Weer die vraag:  voor jou en ons met de taak om geestelijke leiding te geven, voortrekkers en ook voorbeelden te zijn, maar net zo goed voor ons allemaal als mensen die Jezus willen volgen en als het goed is het licht en de warmte van Gods liefde verspreiden: “wie is geschikt voor zo’n taak?”  – als ik afga op mezelf en eerlijk naar mezelf kijk, is het antwoord niet zo lastig: ik in elk geval niet – en u, jij? Dat antwoord van Paulus is dan bevrijdend en wijst de weg:  God kan en wil me geschikt maken, door zijn Geest, op mijn gebed, en samen met zoveel anderen die zich laten leiden door de Geest. Als we het van Hem verwachten, als we bidden om vervulling met de kracht van de Heilige Geest en de macht van Gods liefde, als we,  zoals Paulus ergens anders schrijft, het vuur van de Geest steeds weer aanwakkeren en laten opvlammen, en elkaar benaderen vanuit de liefde van God in Christus, dan wil God zijn kracht door onze zwakheid heen aan het licht laten komen en ons doen ervaren.

Dan ben je als ouderling niet een inspecteur of een bestuurder maar een geestelijke coach, die de weg wijst maar vooral die weg zelf gaat, niet boven de mensen maar naast hen, en samen gedreven door de liefde van Christus – naar weer een woord van Paulus even verder in deze brief: “Wat ons drijft is de liefde van Christus, omdat we ervan overtuigd zijn dat één mens (Jezus) voor alle mensen is gestorven. opdat de levenden (wij dus) niet langer voor zichzelf zouden leven, maar voor Hem die voor de levenden is gestorven en opgewekt” (5:14-15) – wij, samen dus, als levende gemeente.

In dat stukje dat we hebben gelezen staat ook dat geweldige over de gemeente, over de kerk: “U bent zelf een brief van Christus, door ons opgesteld….., niet met inkt geschreven maar met de Geest van de levende God”, en die brief is “voor iedereen te zien en te lezen”. Zie vs. 2 en 3. Lees dat  niet verkeerd, als bevel, als  opdracht aan de gemeente: zorg maarl dat je een leesbare brief van Christus bent, b.v. door te evangeliseren, en door een levenswandel die onbesproken is. Nee, het staat hier als een feit, en dat nota bene met het oog op een kerk waarin veel gedoe was en veel misstanden en zelfs dwalingen voorkwamen, en verdeeldheid heerste:  jullie zijn een brief van Christus, die wij in ons hart meedragen, en die voor iedereen te zien en te lezen is.

★ ★ ★ ★ ★

Doel 1: Geef het stuk uit het fragment letterlijk opnieuw weer, beginnend bij "In dat stukje" en doorlopend tot en met "te lezen is.".

★ ★ ★ ★ ★

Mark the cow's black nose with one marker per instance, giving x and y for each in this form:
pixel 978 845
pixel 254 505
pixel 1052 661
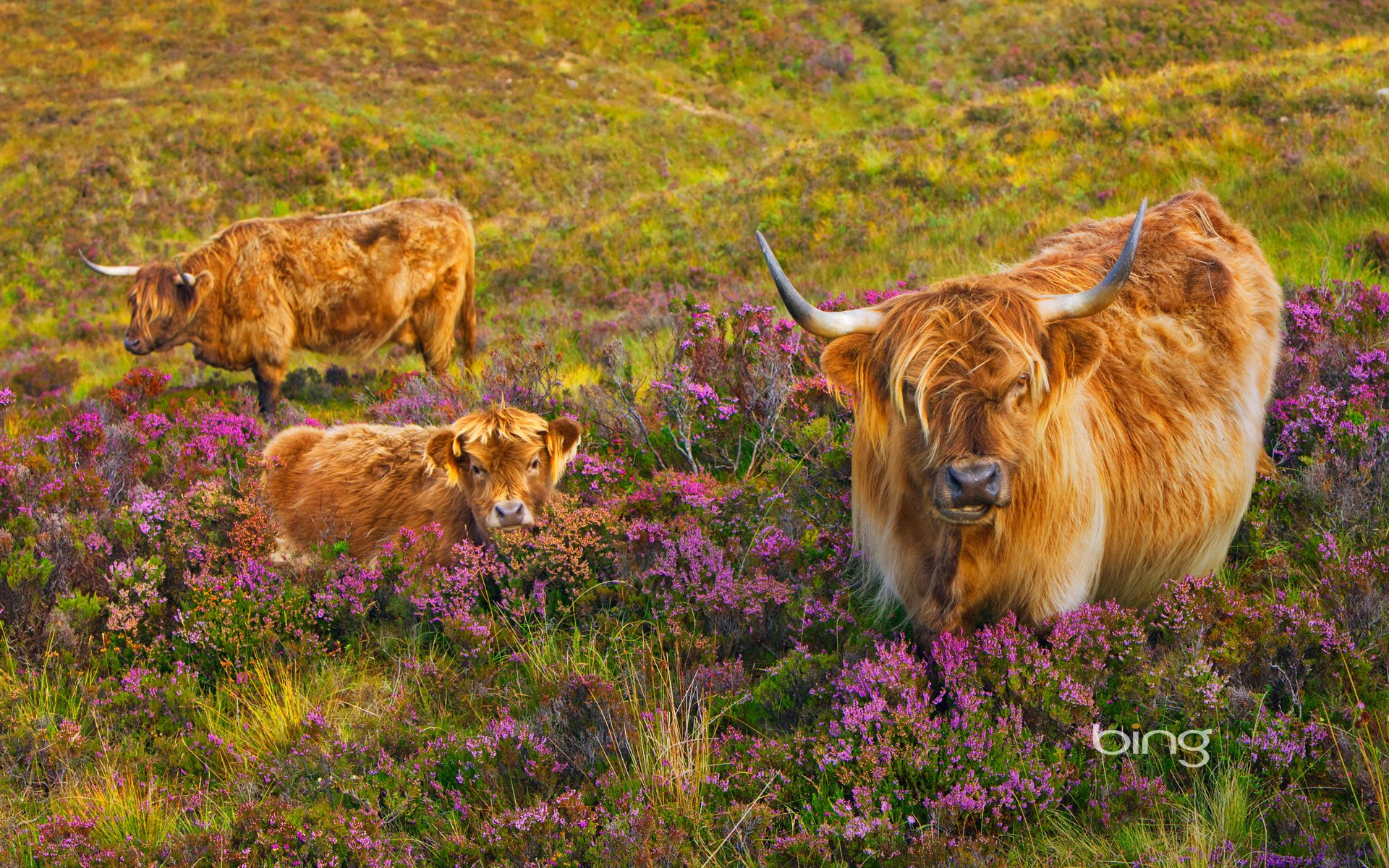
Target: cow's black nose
pixel 510 513
pixel 974 485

★ ★ ★ ★ ★

Doel 2: Schrijf alle rijen hierboven woord voor woord over, maar laat de afbeeldingen weg.

Antwoord 1:
In dat stukje dat we hebben gelezen staat ook dat geweldige over de gemeente, over de kerk: “U bent zelf een brief van Christus, door ons opgesteld….., niet met inkt geschreven maar met de Geest van de levende God”, en die brief is “voor iedereen te zien en te lezen”. Zie vs. 2 en 3. Lees dat  niet verkeerd, als bevel, als  opdracht aan de gemeente: zorg maarl dat je een leesbare brief van Christus bent, b.v. door te evangeliseren, en door een levenswandel die onbesproken is. Nee, het staat hier als een feit, en dat nota bene met het oog op een kerk waarin veel gedoe was en veel misstanden en zelfs dwalingen voorkwamen, en verdeeldheid heerste:  jullie zijn een brief van Christus, die wij in ons hart meedragen, en die voor iedereen te zien en te lezen is.

Antwoord 2:
Mark the cow's black nose with one marker per instance, giving x and y for each in this form:
pixel 978 845
pixel 254 505
pixel 1052 661
Target: cow's black nose
pixel 510 513
pixel 974 485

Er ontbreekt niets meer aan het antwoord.